Data for the task
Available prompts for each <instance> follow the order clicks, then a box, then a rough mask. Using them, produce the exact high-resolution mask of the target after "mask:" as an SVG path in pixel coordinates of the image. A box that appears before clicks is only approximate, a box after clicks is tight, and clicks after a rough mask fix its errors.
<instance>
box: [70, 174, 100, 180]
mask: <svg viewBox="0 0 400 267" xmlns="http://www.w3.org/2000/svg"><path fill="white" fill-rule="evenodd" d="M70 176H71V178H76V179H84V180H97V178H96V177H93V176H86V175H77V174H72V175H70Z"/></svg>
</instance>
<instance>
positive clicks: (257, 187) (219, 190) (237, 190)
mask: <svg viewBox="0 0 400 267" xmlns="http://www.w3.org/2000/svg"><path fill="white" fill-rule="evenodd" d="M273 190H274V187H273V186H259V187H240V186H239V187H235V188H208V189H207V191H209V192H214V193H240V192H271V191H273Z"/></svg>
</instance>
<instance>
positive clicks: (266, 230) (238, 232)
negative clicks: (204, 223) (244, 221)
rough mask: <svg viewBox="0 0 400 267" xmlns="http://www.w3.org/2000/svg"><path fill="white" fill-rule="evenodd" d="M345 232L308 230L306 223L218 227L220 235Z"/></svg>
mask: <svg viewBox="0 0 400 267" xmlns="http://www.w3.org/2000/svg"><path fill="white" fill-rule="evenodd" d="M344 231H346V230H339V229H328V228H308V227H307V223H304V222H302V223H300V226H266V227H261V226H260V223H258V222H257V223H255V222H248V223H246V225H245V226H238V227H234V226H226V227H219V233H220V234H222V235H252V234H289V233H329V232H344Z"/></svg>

Work request
Every entry above should be transcribed exactly as it appears.

Solution to the problem
Available prompts for each <instance> follow the order clicks, then a box, then a rough mask. Using them, produce the exact high-resolution mask of the target after "mask:" as an SVG path in pixel coordinates of the image. A box that appears before clicks is only approximate, a box after clicks is tight, and clicks after a rough mask fix its errors.
<instance>
box: [70, 174, 100, 180]
mask: <svg viewBox="0 0 400 267" xmlns="http://www.w3.org/2000/svg"><path fill="white" fill-rule="evenodd" d="M70 176H71V178H76V179H84V180H97V178H96V177H93V176H86V175H77V174H72V175H70Z"/></svg>
</instance>
<instance>
positive clicks: (257, 187) (219, 190) (237, 190)
mask: <svg viewBox="0 0 400 267" xmlns="http://www.w3.org/2000/svg"><path fill="white" fill-rule="evenodd" d="M273 190H274V187H273V186H259V187H240V186H239V187H235V188H208V189H207V191H209V192H214V193H240V192H271V191H273Z"/></svg>
</instance>
<instance>
positive clicks: (266, 230) (238, 232)
negative clicks: (204, 223) (244, 221)
rough mask: <svg viewBox="0 0 400 267" xmlns="http://www.w3.org/2000/svg"><path fill="white" fill-rule="evenodd" d="M345 232L308 230L306 223L218 227L220 235Z"/></svg>
mask: <svg viewBox="0 0 400 267" xmlns="http://www.w3.org/2000/svg"><path fill="white" fill-rule="evenodd" d="M344 231H346V230H339V229H328V228H308V227H307V223H304V222H302V223H300V226H266V227H261V226H260V223H258V222H257V223H255V222H248V223H246V225H245V226H238V227H234V226H226V227H219V233H220V234H222V235H252V234H289V233H329V232H344Z"/></svg>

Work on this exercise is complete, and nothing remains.